• Work to do
a) Print the stretch of the forum post on war from "Can you not" through "justice for all?", word for word.
b) In two sentences, summarize the forum post on war.
c) According to the forum post on war, what did Tolouse say the end of WWII resulted in?

No! Sorry Tolouse. It makes absolutely no sense whatsoever.

 

Talking about war being useful because you can thin out the population of "young dudes" while harnessing their energy in destructive forays abroad to capitalize on the resources of other nations sounds a lot like insanity to me. Not to mention utterly illegal according to international laws for which we are signatory.

 

I'm trying to understand what you're getting at Tolouse. It sounds to me like you're saying that because war has the ability to reduce populations of people while simultaneously making us more aware of the value of life, we should see it as moral. Huh? Is that what you're stating? Is that why you put a discussion about war in a theology thread? Doesn't that seem completely oxymoronic to you? It's like saying, "the more we kill, the more we recognize the value of life." :evil:

 

Even you stated that the end of WWII resulted in a baby boom. Obviously any population reductions due to warring would be offset by these baby booms here at home don't you think? Then we have more "young dudes" to deal with. I guess we'll just have to send them back out to the front lines again for more warring.

 

Can you not see how hugely dysfunctional this is for a society and for international relations? Do you see how taking this position and talking like this presents us as a threat to peace and stability to people in other nations? Is that what you want to project for our democratic society and for our notion of liberty and justice for all?

(Pointing records)
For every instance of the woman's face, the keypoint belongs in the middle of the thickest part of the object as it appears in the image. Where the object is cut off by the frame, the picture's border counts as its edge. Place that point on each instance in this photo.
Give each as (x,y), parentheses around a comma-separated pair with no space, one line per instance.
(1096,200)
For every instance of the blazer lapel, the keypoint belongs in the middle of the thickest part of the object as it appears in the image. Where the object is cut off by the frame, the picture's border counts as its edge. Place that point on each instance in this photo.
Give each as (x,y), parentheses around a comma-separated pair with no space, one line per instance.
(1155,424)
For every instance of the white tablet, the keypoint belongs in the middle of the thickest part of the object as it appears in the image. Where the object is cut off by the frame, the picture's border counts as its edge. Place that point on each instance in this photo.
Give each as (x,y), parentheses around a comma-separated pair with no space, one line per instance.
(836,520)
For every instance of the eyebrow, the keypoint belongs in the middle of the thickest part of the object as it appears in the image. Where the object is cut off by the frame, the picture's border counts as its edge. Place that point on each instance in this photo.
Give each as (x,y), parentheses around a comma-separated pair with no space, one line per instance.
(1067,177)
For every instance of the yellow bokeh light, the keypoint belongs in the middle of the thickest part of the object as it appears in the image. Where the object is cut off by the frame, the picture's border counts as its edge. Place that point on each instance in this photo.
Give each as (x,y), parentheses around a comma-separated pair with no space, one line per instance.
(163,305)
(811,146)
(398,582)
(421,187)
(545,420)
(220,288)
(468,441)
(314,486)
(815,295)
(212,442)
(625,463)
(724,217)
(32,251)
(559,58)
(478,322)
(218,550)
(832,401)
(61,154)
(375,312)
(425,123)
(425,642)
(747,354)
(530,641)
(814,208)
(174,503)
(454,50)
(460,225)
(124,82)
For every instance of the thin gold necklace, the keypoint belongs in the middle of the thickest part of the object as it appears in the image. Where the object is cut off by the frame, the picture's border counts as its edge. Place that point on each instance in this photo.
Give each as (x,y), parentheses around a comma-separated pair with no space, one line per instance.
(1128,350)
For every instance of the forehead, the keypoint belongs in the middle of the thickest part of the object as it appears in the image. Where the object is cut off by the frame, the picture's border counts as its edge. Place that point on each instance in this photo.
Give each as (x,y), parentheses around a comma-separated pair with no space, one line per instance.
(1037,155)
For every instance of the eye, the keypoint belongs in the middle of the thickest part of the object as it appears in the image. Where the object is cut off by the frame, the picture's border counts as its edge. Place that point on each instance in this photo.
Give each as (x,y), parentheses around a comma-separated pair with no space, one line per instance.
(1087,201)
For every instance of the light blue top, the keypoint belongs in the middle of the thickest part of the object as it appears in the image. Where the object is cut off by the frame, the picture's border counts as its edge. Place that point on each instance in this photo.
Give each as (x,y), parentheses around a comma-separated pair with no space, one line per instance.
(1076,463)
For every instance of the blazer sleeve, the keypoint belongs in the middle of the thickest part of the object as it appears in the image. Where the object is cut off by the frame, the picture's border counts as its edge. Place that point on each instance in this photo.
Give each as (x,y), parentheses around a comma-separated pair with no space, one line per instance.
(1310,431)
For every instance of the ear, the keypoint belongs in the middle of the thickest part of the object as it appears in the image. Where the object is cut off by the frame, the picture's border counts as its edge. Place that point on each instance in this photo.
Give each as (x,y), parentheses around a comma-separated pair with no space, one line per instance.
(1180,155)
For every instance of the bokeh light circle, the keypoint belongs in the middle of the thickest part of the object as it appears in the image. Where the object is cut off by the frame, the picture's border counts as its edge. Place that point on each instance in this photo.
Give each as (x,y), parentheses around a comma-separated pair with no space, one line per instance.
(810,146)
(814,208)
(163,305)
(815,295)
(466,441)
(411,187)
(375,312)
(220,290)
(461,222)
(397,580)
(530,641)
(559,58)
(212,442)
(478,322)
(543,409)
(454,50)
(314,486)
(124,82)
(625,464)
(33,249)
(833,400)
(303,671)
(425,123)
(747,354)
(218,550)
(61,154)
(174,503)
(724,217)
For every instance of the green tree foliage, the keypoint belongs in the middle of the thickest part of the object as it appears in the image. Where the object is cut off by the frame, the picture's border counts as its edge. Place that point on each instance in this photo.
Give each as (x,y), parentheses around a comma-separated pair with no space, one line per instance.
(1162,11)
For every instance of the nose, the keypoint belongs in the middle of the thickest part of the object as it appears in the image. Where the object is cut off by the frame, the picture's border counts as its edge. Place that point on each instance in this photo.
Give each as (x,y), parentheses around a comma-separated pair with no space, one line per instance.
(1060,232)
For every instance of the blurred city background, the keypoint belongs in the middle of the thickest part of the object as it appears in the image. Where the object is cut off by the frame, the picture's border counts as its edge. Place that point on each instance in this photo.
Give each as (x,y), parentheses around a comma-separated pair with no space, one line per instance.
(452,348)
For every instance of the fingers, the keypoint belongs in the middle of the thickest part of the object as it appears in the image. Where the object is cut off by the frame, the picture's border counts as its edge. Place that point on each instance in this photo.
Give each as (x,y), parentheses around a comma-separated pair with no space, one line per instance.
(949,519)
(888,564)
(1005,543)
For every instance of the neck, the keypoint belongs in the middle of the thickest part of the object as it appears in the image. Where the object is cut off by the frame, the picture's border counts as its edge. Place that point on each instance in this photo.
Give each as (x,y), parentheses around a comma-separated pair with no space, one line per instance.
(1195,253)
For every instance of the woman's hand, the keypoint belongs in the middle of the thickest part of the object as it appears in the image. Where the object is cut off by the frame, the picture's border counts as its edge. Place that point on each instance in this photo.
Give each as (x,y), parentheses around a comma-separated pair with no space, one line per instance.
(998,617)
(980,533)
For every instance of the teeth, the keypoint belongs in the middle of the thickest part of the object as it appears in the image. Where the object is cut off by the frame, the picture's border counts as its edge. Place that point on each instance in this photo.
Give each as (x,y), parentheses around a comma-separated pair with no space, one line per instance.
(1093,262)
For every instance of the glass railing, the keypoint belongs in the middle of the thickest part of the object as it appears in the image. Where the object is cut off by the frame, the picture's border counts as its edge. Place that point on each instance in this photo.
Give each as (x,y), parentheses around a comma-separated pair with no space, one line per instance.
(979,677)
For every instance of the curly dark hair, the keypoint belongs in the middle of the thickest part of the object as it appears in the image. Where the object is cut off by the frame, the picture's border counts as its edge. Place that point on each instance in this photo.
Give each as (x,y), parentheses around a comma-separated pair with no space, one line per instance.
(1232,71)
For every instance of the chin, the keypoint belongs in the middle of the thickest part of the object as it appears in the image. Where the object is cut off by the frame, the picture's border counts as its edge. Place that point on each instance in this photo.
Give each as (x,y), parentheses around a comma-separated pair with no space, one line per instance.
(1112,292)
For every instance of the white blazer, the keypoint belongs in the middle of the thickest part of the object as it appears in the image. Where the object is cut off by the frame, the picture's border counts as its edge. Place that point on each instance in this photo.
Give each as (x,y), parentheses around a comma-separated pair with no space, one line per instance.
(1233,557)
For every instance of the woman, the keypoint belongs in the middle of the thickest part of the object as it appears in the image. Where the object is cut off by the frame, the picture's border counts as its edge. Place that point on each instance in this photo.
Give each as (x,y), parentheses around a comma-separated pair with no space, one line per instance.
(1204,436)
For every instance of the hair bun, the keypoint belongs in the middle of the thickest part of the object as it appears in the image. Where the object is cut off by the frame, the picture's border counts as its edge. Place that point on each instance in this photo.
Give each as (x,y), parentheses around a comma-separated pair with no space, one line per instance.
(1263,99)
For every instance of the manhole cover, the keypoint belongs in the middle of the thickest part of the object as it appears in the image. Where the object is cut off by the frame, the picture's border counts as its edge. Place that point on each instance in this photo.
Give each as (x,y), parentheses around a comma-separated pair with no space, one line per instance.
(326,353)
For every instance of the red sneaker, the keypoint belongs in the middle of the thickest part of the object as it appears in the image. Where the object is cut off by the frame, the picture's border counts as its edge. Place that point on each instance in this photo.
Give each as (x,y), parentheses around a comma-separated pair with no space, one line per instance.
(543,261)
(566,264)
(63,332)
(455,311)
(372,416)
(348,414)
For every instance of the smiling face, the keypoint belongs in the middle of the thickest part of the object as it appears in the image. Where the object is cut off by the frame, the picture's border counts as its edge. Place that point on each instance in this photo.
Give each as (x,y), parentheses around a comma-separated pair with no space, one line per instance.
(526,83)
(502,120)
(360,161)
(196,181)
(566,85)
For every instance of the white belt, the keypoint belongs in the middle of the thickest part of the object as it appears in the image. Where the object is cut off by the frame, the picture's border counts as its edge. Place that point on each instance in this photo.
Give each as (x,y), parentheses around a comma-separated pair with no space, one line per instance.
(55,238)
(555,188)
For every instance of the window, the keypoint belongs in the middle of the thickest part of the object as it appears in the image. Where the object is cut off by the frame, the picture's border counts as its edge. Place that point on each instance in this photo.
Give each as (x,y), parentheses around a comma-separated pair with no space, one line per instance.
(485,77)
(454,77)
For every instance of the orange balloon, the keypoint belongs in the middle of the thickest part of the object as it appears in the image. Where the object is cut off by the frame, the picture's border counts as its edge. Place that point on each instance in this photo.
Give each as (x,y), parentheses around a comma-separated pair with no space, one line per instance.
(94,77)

• Response list
a)
Can you not see how hugely dysfunctional this is for a society and for international relations? Do you see how taking this position and talking like this presents us as a threat to peace and stability to people in other nations? Is that what you want to project for our democratic society and for our notion of liberty and justice for all?

b) The writer rejects Tolouse's idea that war is useful for thinning out "young dudes" and putting their energy to work abroad to capitalize on other nations' resources, calling it close to insanity, illegal under international law, and oxymoronic in a theology thread. The writer adds that postwar baby booms would offset any population loss and asks whether such talk makes the nation look like a threat to peace and stability to people in other nations.

c) A baby boom.